Source data below:

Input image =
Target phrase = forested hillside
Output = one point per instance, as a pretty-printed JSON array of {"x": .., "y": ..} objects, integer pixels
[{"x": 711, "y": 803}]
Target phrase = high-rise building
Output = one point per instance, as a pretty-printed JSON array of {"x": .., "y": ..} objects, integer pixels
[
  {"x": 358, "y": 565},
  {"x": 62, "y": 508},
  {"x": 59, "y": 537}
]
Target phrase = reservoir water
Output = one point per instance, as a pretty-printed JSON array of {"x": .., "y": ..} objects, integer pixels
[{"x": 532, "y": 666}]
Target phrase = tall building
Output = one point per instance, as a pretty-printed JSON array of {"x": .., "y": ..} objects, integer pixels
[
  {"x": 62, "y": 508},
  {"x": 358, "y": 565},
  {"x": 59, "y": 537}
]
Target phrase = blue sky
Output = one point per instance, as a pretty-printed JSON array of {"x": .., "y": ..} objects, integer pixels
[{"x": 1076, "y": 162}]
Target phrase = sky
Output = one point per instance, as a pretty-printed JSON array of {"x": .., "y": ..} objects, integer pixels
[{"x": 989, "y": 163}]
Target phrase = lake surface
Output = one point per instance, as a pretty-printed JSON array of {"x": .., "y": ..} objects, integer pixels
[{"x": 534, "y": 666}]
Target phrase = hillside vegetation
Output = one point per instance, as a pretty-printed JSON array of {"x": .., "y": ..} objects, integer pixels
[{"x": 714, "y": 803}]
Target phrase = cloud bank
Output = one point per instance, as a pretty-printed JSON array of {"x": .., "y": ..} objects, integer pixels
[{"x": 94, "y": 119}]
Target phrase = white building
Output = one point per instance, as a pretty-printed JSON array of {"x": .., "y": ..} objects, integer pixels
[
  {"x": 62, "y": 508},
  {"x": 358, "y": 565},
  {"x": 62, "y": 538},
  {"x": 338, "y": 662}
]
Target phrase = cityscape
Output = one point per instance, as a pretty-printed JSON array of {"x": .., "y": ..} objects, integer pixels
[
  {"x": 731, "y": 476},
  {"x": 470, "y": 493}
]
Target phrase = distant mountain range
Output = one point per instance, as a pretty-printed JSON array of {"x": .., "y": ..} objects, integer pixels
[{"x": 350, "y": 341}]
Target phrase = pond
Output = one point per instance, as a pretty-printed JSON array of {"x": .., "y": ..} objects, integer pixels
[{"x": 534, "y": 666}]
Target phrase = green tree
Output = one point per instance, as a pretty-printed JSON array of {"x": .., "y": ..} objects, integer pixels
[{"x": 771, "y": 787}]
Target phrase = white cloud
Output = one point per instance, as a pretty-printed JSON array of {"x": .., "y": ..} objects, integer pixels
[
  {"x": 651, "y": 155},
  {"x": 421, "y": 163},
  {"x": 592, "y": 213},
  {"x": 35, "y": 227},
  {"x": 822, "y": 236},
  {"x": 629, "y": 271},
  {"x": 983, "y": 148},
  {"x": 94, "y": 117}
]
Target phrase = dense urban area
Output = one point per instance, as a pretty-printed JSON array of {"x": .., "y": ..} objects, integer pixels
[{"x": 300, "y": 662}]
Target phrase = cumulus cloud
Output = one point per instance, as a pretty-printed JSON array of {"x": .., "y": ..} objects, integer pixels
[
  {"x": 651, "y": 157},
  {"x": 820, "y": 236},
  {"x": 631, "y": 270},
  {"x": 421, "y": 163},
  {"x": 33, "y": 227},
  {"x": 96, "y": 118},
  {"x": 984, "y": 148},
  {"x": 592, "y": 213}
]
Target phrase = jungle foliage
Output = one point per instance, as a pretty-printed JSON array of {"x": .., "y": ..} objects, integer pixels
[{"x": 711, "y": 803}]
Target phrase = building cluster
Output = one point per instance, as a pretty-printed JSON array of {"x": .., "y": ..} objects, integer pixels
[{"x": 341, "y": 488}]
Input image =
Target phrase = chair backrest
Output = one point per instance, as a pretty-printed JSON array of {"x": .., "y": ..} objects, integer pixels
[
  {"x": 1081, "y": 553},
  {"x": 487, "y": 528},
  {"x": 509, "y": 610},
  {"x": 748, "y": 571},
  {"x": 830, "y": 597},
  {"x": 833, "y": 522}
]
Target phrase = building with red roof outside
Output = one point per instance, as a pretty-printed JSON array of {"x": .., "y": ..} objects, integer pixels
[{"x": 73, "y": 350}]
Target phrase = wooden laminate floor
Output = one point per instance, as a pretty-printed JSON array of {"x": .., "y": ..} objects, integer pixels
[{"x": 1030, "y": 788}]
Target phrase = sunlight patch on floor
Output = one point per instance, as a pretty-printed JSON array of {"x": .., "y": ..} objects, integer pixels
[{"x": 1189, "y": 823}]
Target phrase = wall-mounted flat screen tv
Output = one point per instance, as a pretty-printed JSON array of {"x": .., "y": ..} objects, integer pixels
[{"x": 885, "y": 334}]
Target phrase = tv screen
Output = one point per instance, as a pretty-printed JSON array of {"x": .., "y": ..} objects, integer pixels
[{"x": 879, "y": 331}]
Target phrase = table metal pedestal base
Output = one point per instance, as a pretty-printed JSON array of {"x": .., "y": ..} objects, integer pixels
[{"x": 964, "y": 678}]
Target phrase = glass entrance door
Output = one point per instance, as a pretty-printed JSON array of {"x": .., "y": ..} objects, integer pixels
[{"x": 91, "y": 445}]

End of Source data.

Your output should consist solely of the lines from the beginning of the entries through the line containing "Target phrase = high-rise building", reproduced exactly.

### [Answer area]
Input image =
Target phrase = forested hillside
Output = one point per instance, as a pretty-printed JSON array of {"x": .., "y": ..} objects, integer pixels
[{"x": 711, "y": 803}]
Target phrase = high-rise building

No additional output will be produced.